(Exercise prompt): Starting with the line that contains "object | backpack" and going on through the last line of the data, reproduce those lines exactly, with nothing else.

(Data rows):

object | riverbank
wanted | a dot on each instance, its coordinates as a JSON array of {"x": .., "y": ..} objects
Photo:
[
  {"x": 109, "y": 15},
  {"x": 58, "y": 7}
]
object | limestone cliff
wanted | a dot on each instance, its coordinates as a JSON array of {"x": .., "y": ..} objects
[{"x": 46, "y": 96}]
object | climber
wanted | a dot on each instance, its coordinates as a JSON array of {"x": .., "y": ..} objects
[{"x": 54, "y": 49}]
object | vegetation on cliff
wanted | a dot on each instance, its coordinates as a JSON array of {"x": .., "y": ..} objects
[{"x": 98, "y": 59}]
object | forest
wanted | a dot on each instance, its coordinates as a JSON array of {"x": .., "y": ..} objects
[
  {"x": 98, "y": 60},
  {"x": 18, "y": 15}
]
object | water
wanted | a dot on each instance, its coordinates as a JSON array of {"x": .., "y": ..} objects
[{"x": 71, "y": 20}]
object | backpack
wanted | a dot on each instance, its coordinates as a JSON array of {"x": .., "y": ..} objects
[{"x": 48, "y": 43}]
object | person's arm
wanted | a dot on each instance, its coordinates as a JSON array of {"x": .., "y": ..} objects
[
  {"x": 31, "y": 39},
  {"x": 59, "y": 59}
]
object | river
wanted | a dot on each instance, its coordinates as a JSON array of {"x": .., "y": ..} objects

(The answer):
object | backpack
wanted | a dot on each instance, its coordinates as a JSON array of {"x": .., "y": ..} objects
[{"x": 48, "y": 43}]
object | person's arm
wanted | a dot on each instance, its coordinates as a JSON array of {"x": .., "y": ..} objects
[
  {"x": 31, "y": 39},
  {"x": 59, "y": 59}
]
object | river
wanted | a dot on each instance, its coordinates as a JSON array of {"x": .., "y": ..} objects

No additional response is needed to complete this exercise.